Now, importantly, the radiation coming from the radioactive tracer needs to pass through the body so that it’s detected outside the body. In other words, the type of radiation that the tracer must emit must have a high penetrating power. It must be able to penetrate quite deep into any material because remember, the radiation itself needs to penetrate through a lot of flesh and skin in order to escape the body. Now, at this point, we can see that four different kinds of radiation have been mentioned in the options given to us in the question. We’ve seen alpha radiation, beta radiation, gamma radiation, and neutron radiation, otherwise known as free neutrons.

Well, we can recall that alpha radiation has a very low penetrating power. It cannot penetrate very deep into materials before it interacts with them and is absorbed by material. And on top of this, alpha radiation is highly ionizing. But if we were to inject a substance into the body that produces highly ionizing radiation, then the radiation would very quickly cause a lot of damage inside the body. It would ionize a lot of the cells in the body. And as well as this because alpha radiation cannot penetrate very far, most of it would not be able to escape the body. And so, our detectors would be useless at that point. Therefore, we do not want anything that emits alpha radiation.

And for a similar reason, we can eliminate beta radiation as well. Because even though beta radiation can penetrate further than alpha radiation and is not quite as strongly ionizing as alpha radiation, it’s still not ideal because quite a lot of beta radiation would be absorbed before it got out of the body. And beta radiation is still strongly ionizing enough that it would cause a fair amount of damage in the body. And so, we can eliminate anything that produces beta radiation as well.

Now, when we think about free neutrons, well different substances interact differently with a beam of free neutrons. Nevertheless, neutrons are generally known to have a high penetrating power. They can get quite far through a material. So we might think that a neutron-emitter is a useful isotope in this case. But actually, it turns out that neutrons are quite hard to detect. So even if neutrons were to make their way out of the body, detecting them would be quite difficult. And as well as this, some neutrons would be absorbed by the body, which means that these neutrons would interact with the atoms in the body.

▶ **Available data**
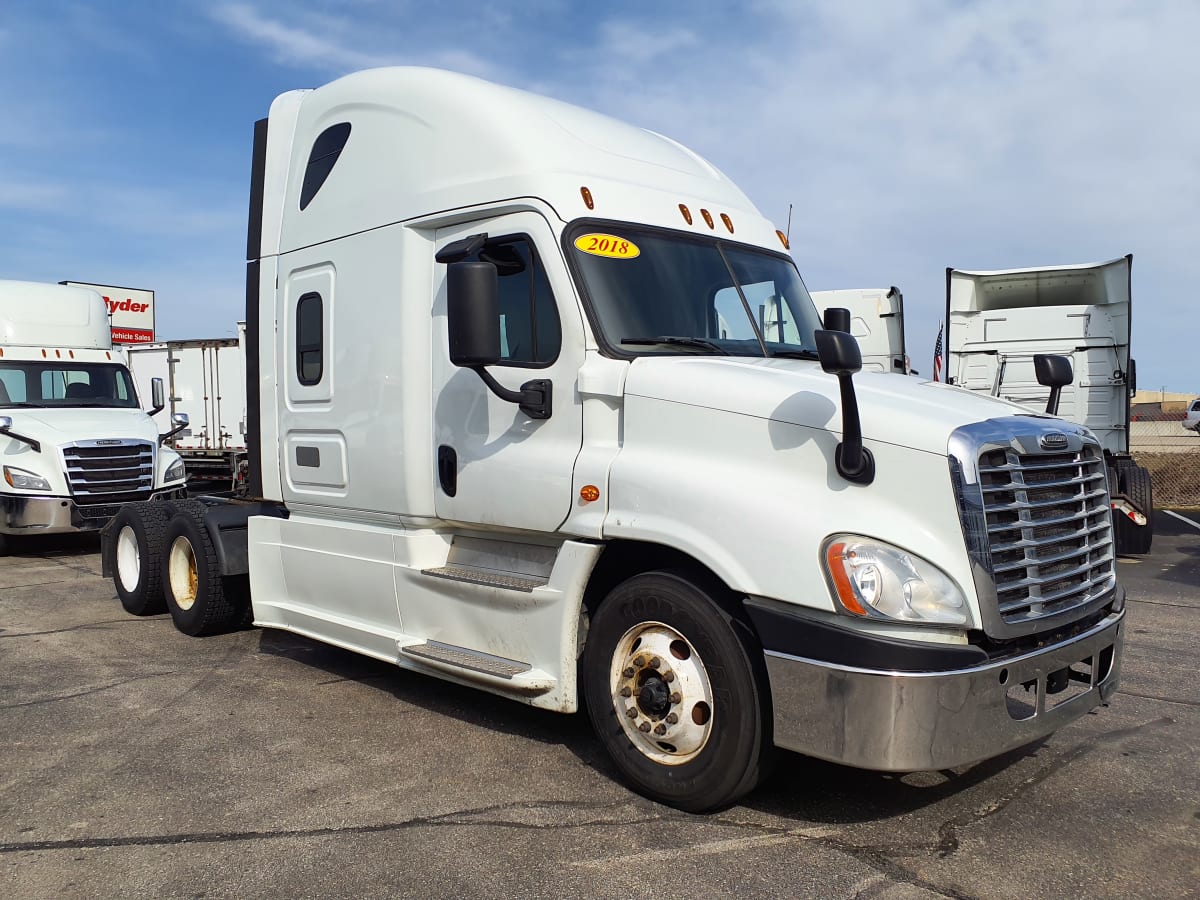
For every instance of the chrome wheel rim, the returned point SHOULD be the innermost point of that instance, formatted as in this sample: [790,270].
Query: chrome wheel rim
[661,694]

▶ **What is needed**
Return the passage on radioactive tracers word for word, in full. The data is separate material and has no connection to the passage on radioactive tracers.

▶ **Written response**
Now, importantly, the radiation coming from the radioactive tracer needs to pass through the body so that it’s detected outside the body. In other words, the type of radiation that the tracer must emit must have a high penetrating power. It must be able to penetrate quite deep into any material because remember, the radiation itself needs to penetrate through a lot of flesh and skin in order to escape the body. Now, at this point, we can see that four different kinds of radiation have been mentioned in the options given to us in the question. We’ve seen alpha radiation, beta radiation, gamma radiation, and neutron radiation, otherwise known as free neutrons.

Well, we can recall that alpha radiation has a very low penetrating power. It cannot penetrate very deep into materials before it interacts with them and is absorbed by material. And on top of this, alpha radiation is highly ionizing. But if we were to inject a substance into the body that produces highly ionizing radiation, then the radiation would very quickly cause a lot of damage inside the body. It would ionize a lot of the cells in the body. And as well as this because alpha radiation cannot penetrate very far, most of it would not be able to escape the body. And so, our detectors would be useless at that point. Therefore, we do not want anything that emits alpha radiation.

And for a similar reason, we can eliminate beta radiation as well. Because even though beta radiation can penetrate further than alpha radiation and is not quite as strongly ionizing as alpha radiation, it’s still not ideal because quite a lot of beta radiation would be absorbed before it got out of the body. And beta radiation is still strongly ionizing enough that it would cause a fair amount of damage in the body. And so, we can eliminate anything that produces beta radiation as well.

Now, when we think about free neutrons, well different substances interact differently with a beam of free neutrons. Nevertheless, neutrons are generally known to have a high penetrating power. They can get quite far through a material. So we might think that a neutron-emitter is a useful isotope in this case. But actually, it turns out that neutrons are quite hard to detect. So even if neutrons were to make their way out of the body, detecting them would be quite difficult. And as well as this, some neutrons would be absorbed by the body, which means that these neutrons would interact with the atoms in the body.